**Reading passage**
An economy’s current position on its production possibilities curve is a basic determinant of the future location of that curve. Let’s designate the two axes of the production possibilities curve as goods for the future and goods for the resent. Goods for the future are such things as capital goods, research and education, and preventive medicine. They increase the quantity and quality of property resources, enlarge the stock of technological information, and improve the quality of human resources. Goods for the future, like industrial robots, are the ingredients of economic growth. Goods for the present are pure consumer goods, such as pizza, clothing, and soft drinks.
Now suppose there are two economies, Alfa and Beta, which are initially identical in every respect except one: Alfa’s current choice of positions on its production possibilities curve strongly favors present goods over future goods. Point A indicates that choice. It is located quite far down the curve to the right, indicating a high priority for goods for the present, at the expense of fewer goods for the future. Beta, in contrast, makes a current choice that stresses larger amounts of future goods and smaller amounts of present goods, as shown by point B.
Other things equal, we can expect the future production possibilities curve of Beta to be farther to the right than Alfa’s curve. By currently choosing an output more favorable to technological advances and to increases in the quantity and quality of resources, Beta will achieve greater economic growth than Alfa. In terms of capital goods, Beta is choosing to make larger current additions to its “national factory”—to invest more of its current output—than Alfa. The payoff from this choice for Beta is more rapid growth—greater future production capacity. The opportunity cost is fewer consumer goods in the present for Beta to enjoy.
Is Beta’s choice thus “better” than Alfa’s? That, we cannot say. The different outcomes simply reflect different preferences and priorities in the two countries.

**Supplied entries**
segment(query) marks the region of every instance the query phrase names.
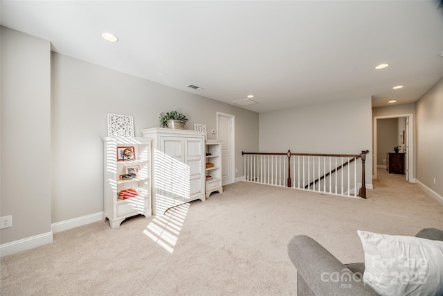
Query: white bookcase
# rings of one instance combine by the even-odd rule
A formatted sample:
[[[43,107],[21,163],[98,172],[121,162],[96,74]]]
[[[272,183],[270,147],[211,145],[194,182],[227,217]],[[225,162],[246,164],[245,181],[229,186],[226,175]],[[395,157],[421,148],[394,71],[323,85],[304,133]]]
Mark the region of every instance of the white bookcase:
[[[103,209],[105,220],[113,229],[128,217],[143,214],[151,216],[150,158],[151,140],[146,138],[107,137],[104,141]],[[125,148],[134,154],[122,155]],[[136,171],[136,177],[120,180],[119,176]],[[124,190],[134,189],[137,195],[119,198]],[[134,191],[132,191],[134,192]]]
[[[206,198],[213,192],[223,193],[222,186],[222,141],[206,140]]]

**Questions on the material**
a) From the passage on present and future goods, reproduce the part that opens with the words containing "Other things equal, we" and closes with "the two countries.".
b) In the passage on present and future goods, rewrite the paragraph beginning "Now suppose there are two economies" as a short list that keeps its main facts.
c) According to the passage on present and future goods, why can Beta's future production possibilities curve be expected to lie farther to the right than Alfa's? Answer in one to three sentences.

**Answers for this exercise**
a)
Other things equal, we can expect the future production possibilities curve of Beta to be farther to the right than Alfa’s curve. By currently choosing an output more favorable to technological advances and to increases in the quantity and quality of resources, Beta will achieve greater economic growth than Alfa. In terms of capital goods, Beta is choosing to make larger current additions to its “national factory”—to invest more of its current output—than Alfa. The payoff from this choice for Beta is more rapid growth—greater future production capacity. The opportunity cost is fewer consumer goods in the present for Beta to enjoy.
Is Beta’s choice thus “better” than Alfa’s? That, we cannot say. The different outcomes simply reflect different preferences and priorities in the two countries.

b)
- Alfa and Beta start out identical in every respect except their current choice of position on the production possibilities curve.
- Alfa strongly favors present goods over future goods. Point A shows this choice, located far down the curve to the right.
- Beta stresses larger amounts of future goods and smaller amounts of present goods. Point B shows this choice.

c) Beta's current output is more favorable to technological advances and to increases in the quantity and quality of resources. It invests more of its current output in capital goods, adding more to its "national factory." This gives it greater economic growth and greater future production capacity than Alfa.